▸ The problem:
Rewrite every line of the data below as a JSON list of strings, one string per line, skipping blank lines. Leave the pictures out.

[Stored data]
..............................
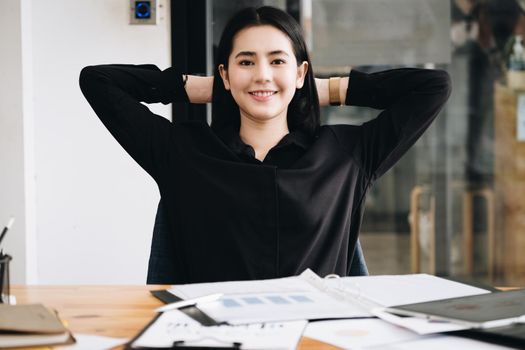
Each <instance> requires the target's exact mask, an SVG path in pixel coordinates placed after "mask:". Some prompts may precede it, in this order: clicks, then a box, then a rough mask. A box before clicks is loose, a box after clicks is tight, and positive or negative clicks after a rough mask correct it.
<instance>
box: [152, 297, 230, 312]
mask: <svg viewBox="0 0 525 350" xmlns="http://www.w3.org/2000/svg"><path fill="white" fill-rule="evenodd" d="M223 295H224V294H222V293H216V294H210V295H205V296H202V297H198V298H192V299H186V300H180V301H176V302H174V303H170V304H167V305H164V306H161V307H159V308H158V309H155V311H156V312H164V311H169V310H175V309H180V308H181V307H185V306H193V305H197V304H202V303H210V302H212V301H217V300H219V299H220V298H221V297H222V296H223Z"/></svg>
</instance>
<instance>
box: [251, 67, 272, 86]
mask: <svg viewBox="0 0 525 350" xmlns="http://www.w3.org/2000/svg"><path fill="white" fill-rule="evenodd" d="M255 80H256V81H257V82H267V81H271V80H272V70H271V67H270V65H269V64H265V63H261V64H258V65H257V66H256V72H255Z"/></svg>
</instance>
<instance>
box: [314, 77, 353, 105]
mask: <svg viewBox="0 0 525 350" xmlns="http://www.w3.org/2000/svg"><path fill="white" fill-rule="evenodd" d="M329 80H330V79H321V78H315V85H316V87H317V95H318V96H319V105H320V106H329V105H330V99H329V88H328V81H329ZM349 81H350V78H349V77H341V79H340V80H339V101H341V104H342V105H344V103H345V99H346V90H347V89H348V83H349Z"/></svg>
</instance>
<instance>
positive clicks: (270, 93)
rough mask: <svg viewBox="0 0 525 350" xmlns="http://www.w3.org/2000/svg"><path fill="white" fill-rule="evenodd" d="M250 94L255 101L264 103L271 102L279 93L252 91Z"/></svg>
mask: <svg viewBox="0 0 525 350" xmlns="http://www.w3.org/2000/svg"><path fill="white" fill-rule="evenodd" d="M249 93H250V95H251V96H252V97H253V99H254V100H256V101H259V102H264V101H268V100H270V99H271V98H272V96H273V95H275V94H276V93H277V91H271V90H257V91H250V92H249Z"/></svg>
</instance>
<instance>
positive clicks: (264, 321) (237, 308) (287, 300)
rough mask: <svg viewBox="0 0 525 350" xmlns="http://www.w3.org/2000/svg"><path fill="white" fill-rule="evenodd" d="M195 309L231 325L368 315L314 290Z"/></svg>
mask: <svg viewBox="0 0 525 350" xmlns="http://www.w3.org/2000/svg"><path fill="white" fill-rule="evenodd" d="M199 308H200V309H201V310H202V311H204V312H205V313H207V314H208V315H209V316H211V317H213V318H214V319H216V320H220V321H226V322H229V323H231V324H241V323H253V322H267V321H291V320H300V319H322V318H346V317H366V316H370V314H369V312H368V311H366V310H365V309H364V308H362V307H360V306H359V305H356V304H354V303H349V302H347V301H344V300H340V299H337V298H334V297H333V296H330V295H328V294H326V293H322V292H317V291H308V292H307V291H303V292H284V293H282V292H281V293H256V294H254V293H250V294H230V295H227V296H224V297H223V298H221V300H219V301H216V302H213V303H206V304H203V305H199Z"/></svg>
..............................
▸ Response to this exercise:
[
  "Each <instance> requires the target's exact mask, an SVG path in pixel coordinates placed after \"mask:\". Some prompts may precede it, in this order: clicks, then a box, then a rough mask. A box before clicks is loose, a box after clicks is tight, and positive or negative clicks after a rough mask correct it.",
  "<instance>",
  "box: [152, 297, 230, 312]",
  "mask: <svg viewBox=\"0 0 525 350\" xmlns=\"http://www.w3.org/2000/svg\"><path fill=\"white\" fill-rule=\"evenodd\" d=\"M223 295H224V294H222V293H216V294H210V295H205V296H202V297H198V298H192V299H186V300H180V301H176V302H174V303H170V304H167V305H164V306H161V307H159V308H158V309H155V311H156V312H164V311H169V310H175V309H180V308H181V307H185V306H193V305H197V304H202V303H210V302H212V301H217V300H219V299H220V298H221V297H222V296H223Z\"/></svg>",
  "</instance>",
  "<instance>",
  "box: [251, 67, 272, 86]",
  "mask: <svg viewBox=\"0 0 525 350\" xmlns=\"http://www.w3.org/2000/svg\"><path fill=\"white\" fill-rule=\"evenodd\" d=\"M255 80H256V81H257V82H267V81H271V80H272V70H271V67H270V65H269V64H265V63H261V64H258V65H257V66H256V72H255Z\"/></svg>",
  "</instance>",
  "<instance>",
  "box: [314, 77, 353, 105]",
  "mask: <svg viewBox=\"0 0 525 350\" xmlns=\"http://www.w3.org/2000/svg\"><path fill=\"white\" fill-rule=\"evenodd\" d=\"M329 80H330V79H321V78H315V85H316V87H317V95H318V96H319V105H320V106H329V105H330V99H329V88H328V81H329ZM349 81H350V78H349V77H341V79H340V80H339V101H341V104H342V105H344V103H345V99H346V90H347V89H348V83H349Z\"/></svg>",
  "</instance>",
  "<instance>",
  "positive clicks: (270, 93)",
  "rough mask: <svg viewBox=\"0 0 525 350\" xmlns=\"http://www.w3.org/2000/svg\"><path fill=\"white\" fill-rule=\"evenodd\" d=\"M250 94L255 101L264 103L271 102L279 93L252 91Z\"/></svg>",
  "mask: <svg viewBox=\"0 0 525 350\" xmlns=\"http://www.w3.org/2000/svg\"><path fill=\"white\" fill-rule=\"evenodd\" d=\"M249 93H250V95H251V96H252V97H253V99H254V100H256V101H259V102H264V101H268V100H270V99H271V98H272V96H273V95H275V94H276V93H277V91H271V90H257V91H250V92H249Z\"/></svg>",
  "</instance>",
  "<instance>",
  "positive clicks: (264, 321) (237, 308) (287, 300)",
  "rough mask: <svg viewBox=\"0 0 525 350\" xmlns=\"http://www.w3.org/2000/svg\"><path fill=\"white\" fill-rule=\"evenodd\" d=\"M195 309L231 325L368 315L314 290Z\"/></svg>",
  "mask: <svg viewBox=\"0 0 525 350\" xmlns=\"http://www.w3.org/2000/svg\"><path fill=\"white\" fill-rule=\"evenodd\" d=\"M199 308H200V309H201V310H202V311H204V312H205V313H207V314H208V315H209V316H211V317H213V318H214V319H216V320H220V321H226V322H229V323H231V324H241V323H253V322H267V321H291V320H300V319H322V318H346V317H366V316H370V314H369V312H368V311H366V310H365V309H364V308H362V307H360V306H359V305H356V304H354V303H349V302H347V301H344V300H340V299H337V298H334V297H333V296H330V295H328V294H326V293H322V292H317V291H308V292H307V291H303V292H284V293H282V292H281V293H256V294H254V293H250V294H230V295H227V296H224V297H223V298H221V300H219V301H216V302H213V303H206V304H203V305H199Z\"/></svg>"
]